═════ Given records ═════
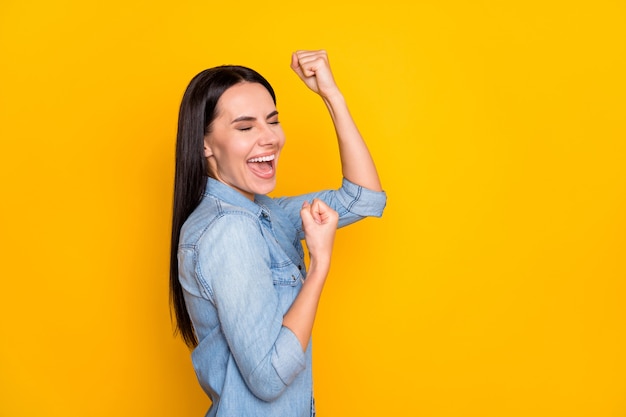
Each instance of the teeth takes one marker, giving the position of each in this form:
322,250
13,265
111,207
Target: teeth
262,159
═════
**Stated task:**
Can you copy the data above word for word, leaving out the pictures?

**Result for this task:**
Each instance of the teeth takes one marker, giving the position of each in this form:
322,250
13,265
111,207
Target: teeth
262,159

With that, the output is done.